▶ _EXTRAIT DU TEXTE_:
On peut se souvenir de Fadela Amara, secrétaire d’état d’ouverture qui avait
qualifié de
dégueulasse
l'amendement ADN de la loi sur l’immigration, s’attirant
les foudres des parlementaires UMP avant que la présidence n’appelle au retour
au calme. On peut se souvenir de Rama Yade, qui jugeait indécente
la visite du colonel Kadhafi en France avant de se raviser. Il y a aujourd’hui
celle de Nathalie Kosciusko-Morizet, critiquant le groupe parlementaire de
l’UMP et son ministre de tutelle, Jean-Louis Borloo, avant
d’être forcée de présenter des excuses.
Alors que l’on nous habitue à une communication maitrisée, ces dérapages finalement ayant lieu à chaque fois sur des sujets où l’opinion publique est globalement défavorable à l’action gouvernementale, parlementaire ou présidentielle, me laissent songeurs. Certes on peut penser que NKM sort affaiblie, désavoué par son premier ministre. On peut voir également que cela la pose en victime, ce qui la rend populaire auprès des opposants aux OGM. Le gouvernement crée ainsi en son sein une égérie des opposants, il peut faire valoir que le débat existe dans la majorité et arbitrer comme bon lui semble.

▶ _SECTION DES DONNÉES_:

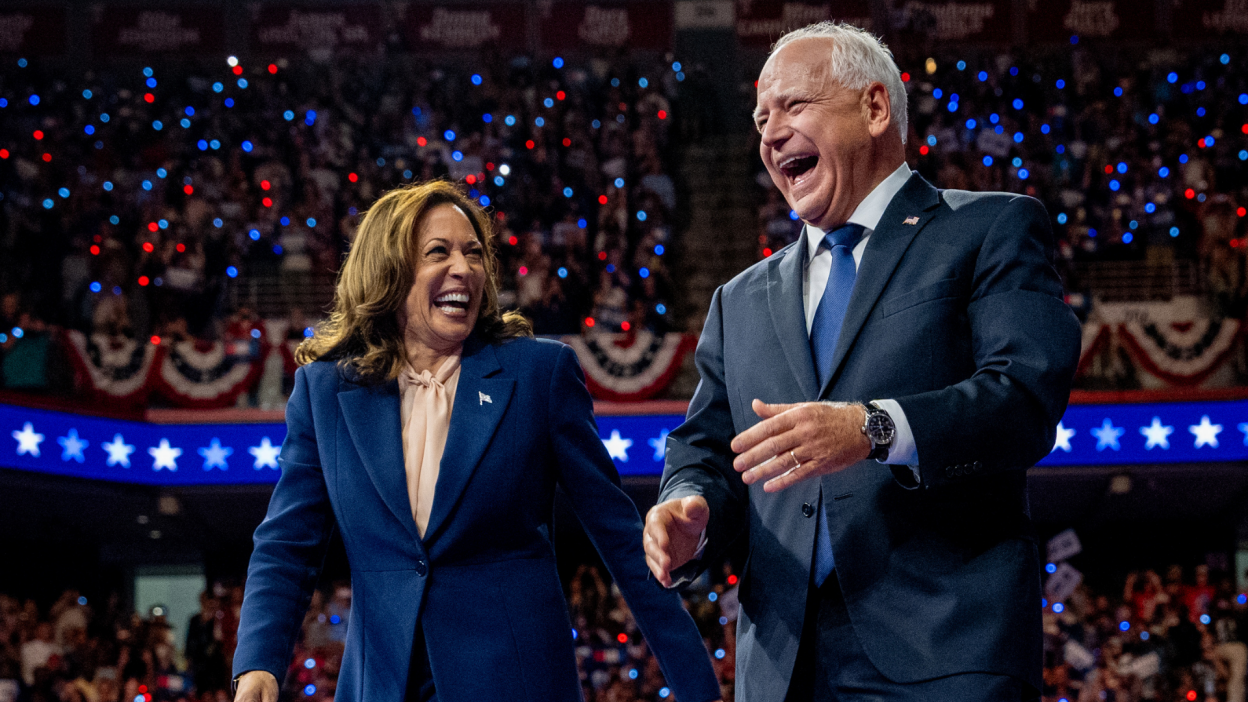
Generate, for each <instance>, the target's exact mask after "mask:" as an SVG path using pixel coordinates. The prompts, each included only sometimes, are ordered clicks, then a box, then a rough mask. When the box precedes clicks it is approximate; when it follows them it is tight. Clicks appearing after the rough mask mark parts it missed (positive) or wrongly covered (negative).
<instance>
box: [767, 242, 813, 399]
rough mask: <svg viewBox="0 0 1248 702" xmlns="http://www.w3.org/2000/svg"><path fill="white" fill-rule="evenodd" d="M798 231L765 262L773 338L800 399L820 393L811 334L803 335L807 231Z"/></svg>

▶ _CONSIGNE_:
Recopiez fidèlement l'extrait sur les dérapages au sein du gouvernement, en commençant par « On peut se souvenir de Fadela » et en poursuivant jusqu'à « présenter des excuses. ». Ces données n'entrent pas en jeu ici.

▶ _RÉSULTAT_:
On peut se souvenir de Fadela Amara, secrétaire d’état d’ouverture qui avait
qualifié de
dégueulasse
l'amendement ADN de la loi sur l’immigration, s’attirant
les foudres des parlementaires UMP avant que la présidence n’appelle au retour
au calme. On peut se souvenir de Rama Yade, qui jugeait indécente
la visite du colonel Kadhafi en France avant de se raviser. Il y a aujourd’hui
celle de Nathalie Kosciusko-Morizet, critiquant le groupe parlementaire de
l’UMP et son ministre de tutelle, Jean-Louis Borloo, avant
d’être forcée de présenter des excuses.